■ Activity
Your task is to print each entry exactly as written.

■ Information
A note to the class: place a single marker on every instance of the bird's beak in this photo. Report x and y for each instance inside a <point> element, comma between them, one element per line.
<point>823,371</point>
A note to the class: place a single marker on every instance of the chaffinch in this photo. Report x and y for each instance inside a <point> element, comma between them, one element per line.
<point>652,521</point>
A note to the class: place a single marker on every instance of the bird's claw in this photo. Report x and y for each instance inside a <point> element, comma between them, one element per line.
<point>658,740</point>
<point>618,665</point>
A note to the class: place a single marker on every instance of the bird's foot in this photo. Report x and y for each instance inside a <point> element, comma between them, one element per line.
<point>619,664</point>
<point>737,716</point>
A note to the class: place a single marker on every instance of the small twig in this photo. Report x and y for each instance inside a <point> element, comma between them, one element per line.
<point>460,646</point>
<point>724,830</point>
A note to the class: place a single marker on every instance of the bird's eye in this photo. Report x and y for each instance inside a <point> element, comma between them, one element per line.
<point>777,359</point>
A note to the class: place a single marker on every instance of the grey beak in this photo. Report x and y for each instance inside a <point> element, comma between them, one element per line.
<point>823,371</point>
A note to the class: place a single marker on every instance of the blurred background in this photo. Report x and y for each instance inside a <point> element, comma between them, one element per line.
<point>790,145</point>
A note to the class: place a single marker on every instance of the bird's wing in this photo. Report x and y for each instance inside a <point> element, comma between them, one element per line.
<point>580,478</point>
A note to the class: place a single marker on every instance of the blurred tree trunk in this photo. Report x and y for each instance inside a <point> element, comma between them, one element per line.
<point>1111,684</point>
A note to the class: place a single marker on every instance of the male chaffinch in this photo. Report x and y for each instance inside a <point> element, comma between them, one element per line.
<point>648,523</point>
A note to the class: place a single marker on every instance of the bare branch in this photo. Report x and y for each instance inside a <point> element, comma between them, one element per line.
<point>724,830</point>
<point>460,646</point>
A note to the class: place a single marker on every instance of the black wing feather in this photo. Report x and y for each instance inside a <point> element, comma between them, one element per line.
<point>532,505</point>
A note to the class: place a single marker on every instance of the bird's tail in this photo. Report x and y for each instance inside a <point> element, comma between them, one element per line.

■ Exercise output
A note to the class: place a single marker on every instance of the bird's beak in this photo. Report x and y for each instance inside a <point> element, comma between them, one element per line.
<point>823,371</point>
A note to the class: place a single marker on every instance of the chaffinch in this photo. Report x and y for each instance inside a <point> element, comma between them, one element per line.
<point>652,521</point>
A note to the class: place a single marker on every instance of the bird's claw in this photo. Report x and y for each instance inside a <point> element, comma between them, one element per line.
<point>658,740</point>
<point>618,665</point>
A note to the class: place a single marker on every instance of the bird's foot in this photo. Report x and y for each instance inside a <point> element, comma between them, one element per line.
<point>619,664</point>
<point>737,716</point>
A note to the class: place a single marker on every instance of the small twig in this photo. Report x and y for each instance inside a <point> element, comma between them, one element per line.
<point>460,646</point>
<point>724,830</point>
A note to the class: place a single marker on every instance of the bird's eye in this photo. Report x and y for each instance inside a <point> element, comma between them, one element per line.
<point>777,359</point>
A note to the class: place a single marker on every instance of the grey beak in this photo. Report x and y for each instance inside a <point> element, comma between them, one element per line.
<point>823,371</point>
A note to the class: place a single marker on every instance of the blurred background in this photo. Report x and y for each instance inside a <point> element, comma between them, one element per line.
<point>790,145</point>
A note to the class: place a single marker on every instance of the bird's wing in this photo. Report x and y for each instance inside a <point> element, comma between them, one element per line.
<point>580,478</point>
A note to the class: place a single marker on every instance of the blurred tree trunk in this photo. Report x and y for each instance inside a <point> element, comma between them, one element per line.
<point>1111,684</point>
A note to the class: place a single marker on every instance of the male chaffinch in this photo. Report x and y for each instance inside a <point> element, comma between them, one element per line.
<point>648,523</point>
A note to the class: place a single marker on every instance of the bare branch in this photo. Report x and y for each instance inside a <point> element, comma between them, one element per line.
<point>724,830</point>
<point>460,646</point>
A note to the class: place a single marker on every instance of the black wing feather in this photo. Report x and y for each instance inside a <point> element, comma between them, one element per line.
<point>532,505</point>
A note to the class: place a single marker on every instance of the bird's tail in this photo. Report x and y for each instance inside a <point> element, comma between them, one element per line.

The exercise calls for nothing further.